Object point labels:
—————

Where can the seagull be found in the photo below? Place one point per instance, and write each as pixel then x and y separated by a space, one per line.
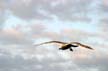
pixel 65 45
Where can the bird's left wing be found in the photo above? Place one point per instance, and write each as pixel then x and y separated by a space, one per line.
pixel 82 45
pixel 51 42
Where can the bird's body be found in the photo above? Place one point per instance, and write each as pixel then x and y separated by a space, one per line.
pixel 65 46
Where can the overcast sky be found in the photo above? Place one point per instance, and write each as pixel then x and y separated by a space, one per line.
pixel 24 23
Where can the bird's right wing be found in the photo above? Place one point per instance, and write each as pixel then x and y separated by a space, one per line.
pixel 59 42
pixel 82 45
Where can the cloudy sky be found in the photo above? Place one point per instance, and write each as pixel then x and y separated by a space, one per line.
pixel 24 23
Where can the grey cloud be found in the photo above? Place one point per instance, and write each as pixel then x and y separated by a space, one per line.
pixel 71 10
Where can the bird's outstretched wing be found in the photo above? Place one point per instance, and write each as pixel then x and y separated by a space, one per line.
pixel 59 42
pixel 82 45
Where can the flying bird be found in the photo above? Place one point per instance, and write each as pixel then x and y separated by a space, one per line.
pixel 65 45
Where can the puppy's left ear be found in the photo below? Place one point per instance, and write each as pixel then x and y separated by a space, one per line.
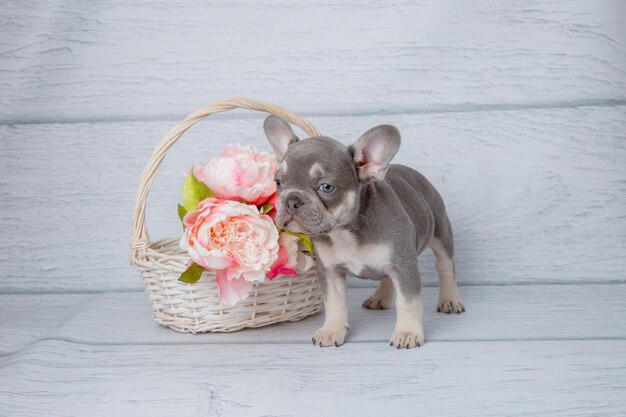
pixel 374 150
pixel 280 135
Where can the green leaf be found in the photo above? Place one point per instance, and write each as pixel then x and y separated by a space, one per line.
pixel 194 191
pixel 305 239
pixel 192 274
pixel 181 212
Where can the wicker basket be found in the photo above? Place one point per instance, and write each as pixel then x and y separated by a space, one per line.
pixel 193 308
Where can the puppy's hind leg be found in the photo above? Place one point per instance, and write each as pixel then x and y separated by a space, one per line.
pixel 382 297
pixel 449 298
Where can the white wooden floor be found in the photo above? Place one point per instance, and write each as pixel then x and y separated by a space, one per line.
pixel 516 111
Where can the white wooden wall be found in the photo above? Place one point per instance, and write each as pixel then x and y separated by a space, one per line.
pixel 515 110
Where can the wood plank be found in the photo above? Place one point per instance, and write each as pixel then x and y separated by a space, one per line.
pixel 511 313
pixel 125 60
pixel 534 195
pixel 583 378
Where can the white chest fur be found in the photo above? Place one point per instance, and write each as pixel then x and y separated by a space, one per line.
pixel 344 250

—————

What to produce:
Render every line of the items above as a JSON list of strings, one string per line, with blank lines omitted. Leave the pictures out of the answer.

Response below:
[
  "Where can the seagull be found in the photo below? Place one point per instance, and write each as pixel then x and y separated by a space, one per line.",
  "pixel 65 45",
  "Where can the bird's left wing be found in the photo above? Place one point per instance, and write each as pixel then x and y separated by a space, one per line.",
  "pixel 82 45",
  "pixel 51 42",
  "Where can the bird's body be found in the photo above? Place one point per instance, and write each as pixel then x and y separated by a space, one per line.",
  "pixel 65 46",
  "Where can the overcast sky be found in the photo above? Place one point per instance, and write each as pixel then x and y separated by a space, one per line.",
  "pixel 24 23",
  "Where can the bird's right wing be found in the photo above? Place one point per instance, and write each as pixel then x and y separated by a space, one per line.",
  "pixel 59 42",
  "pixel 82 45",
  "Where can the cloudy sky be found in the photo above? Place one point per instance, and write each as pixel then x and y separated by a space, one per line.",
  "pixel 24 23",
  "Where can the grey cloud be found in the photo above? Place one point per instance, and write each as pixel then x and y separated by a space, one per line.",
  "pixel 71 10",
  "Where can the bird's outstretched wing be found in the photo above? Place one point per instance, and write each as pixel then x and y separated by a space, one per line.",
  "pixel 59 42",
  "pixel 82 45",
  "Where can the flying bird be found in the photo above? Place one point per instance, and write each as pixel then x and y separated by a space, one per line.",
  "pixel 65 45",
  "Where can the puppy's left ear be found in the photo below? Place one point per instance, and write each as pixel then x and y separated by a space, one per line.",
  "pixel 374 150",
  "pixel 280 135",
  "Where can the green leaf be found in the photo above? Place one point per instance, and write each as pixel then x and y separated by a space, one per line.",
  "pixel 194 191",
  "pixel 305 239",
  "pixel 192 274",
  "pixel 181 212",
  "Where can the wicker basket be found in the photo above? Place one point per instance, and write each as pixel then x and y separated by a space, one per line.",
  "pixel 193 308",
  "Where can the puppy's hind leg be found in the photo above? Place one point per instance, and write each as pixel then x and y separated by a space, one per line.",
  "pixel 382 297",
  "pixel 449 298",
  "Where can the white wooden floor be found in the photo above? Place one point per instance, and write each as pixel then x and y separated by a space, one per line.",
  "pixel 516 111",
  "Where can the white wooden wall be found in the photo above? Place one point per instance, and write each as pixel then x and y separated by a space, one per line.",
  "pixel 515 110",
  "Where can the wood plank be found in the photo above? Place one point per instance, and write each as pixel then x and y separated by a space, one per line.",
  "pixel 511 313",
  "pixel 125 60",
  "pixel 534 195",
  "pixel 583 378",
  "Where can the white chest fur be found in the photo above? Place one point per instance, and write each as pixel then x and y separated by a space, one per line.",
  "pixel 344 250"
]